JOB 1: In the passage about the grocery ovens, how often would the speaker come through to use them?
#### PASSAGE ####
But wait! The grocery owns the ovens, you suggest. And I do not? It’s up to the grocery store to decide who puts what and when into their ovens? But I need the ovens more and have big plans, and please don’t forget that they’d still own the ovens. That's such a plus. So, that's where eminent domain comes in. I survey the ovens, tell the government my plans and if my plans are big enough, no store can stop me. But they still own the ovens. We can't lose sight of that.
And think of the jobs! I have business to conduct, and a precious product to convey from A to B. What could be more patriotic than bread---and exports? I’d just come through one day a week, but I’d be creating jobs! Meanwhile, I’d be just like their neighbor. I’d never go away. And when I’m not right there, in the store, monitoring those ovens (that the store still owns!) I’d be monitoring the baking process from my house off in another county. I’m so very proud of my baking safety record.
But what of the jobs I took away, on that day a week the grocery bakery workers had once claimed?
But …I don’t understand…..you see, I have a farm and land, and I work 7 days a week, as is, but along comes the pipeline company to take my land (Because that’s the only way they’ll get it. I guess I’m just “backward” in that way, just like our governor suggested!) so they can create jobs and energy and things for export. And cars. And plastics, all eternal. Nothing as short-lived as a loaf of bread.
#### DATASET EXCERPTS ####
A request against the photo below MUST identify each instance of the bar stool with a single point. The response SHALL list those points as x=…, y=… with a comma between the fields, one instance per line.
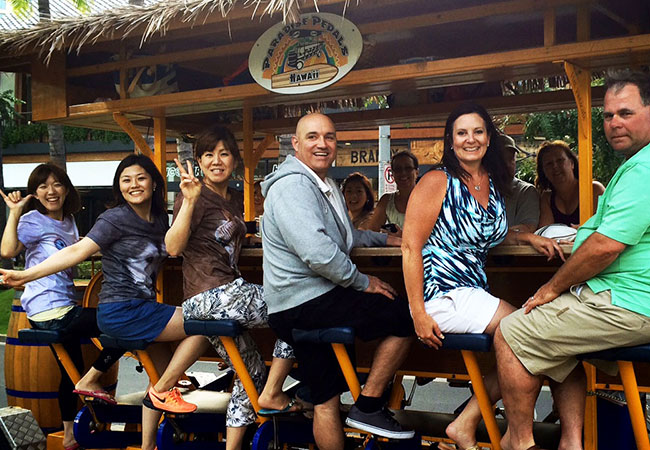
x=53, y=338
x=190, y=431
x=625, y=356
x=92, y=427
x=338, y=337
x=269, y=431
x=468, y=344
####
JOB 2: Scale the saved entries by rewriting every line of them, requests included, with each point coordinate in the answers multiplied by 1.1 and rounded to a whole number, halves going up. Leave the pictures out.

COMPLETE RESPONSE 1: One day a week.

COMPLETE RESPONSE 2:
A request against the photo below MUST identify each instance of the bar stool with a single point. The response SHALL list those points as x=…, y=… with a comma between the fields, one instance per line.
x=58, y=372
x=209, y=474
x=688, y=392
x=101, y=470
x=372, y=371
x=296, y=474
x=515, y=378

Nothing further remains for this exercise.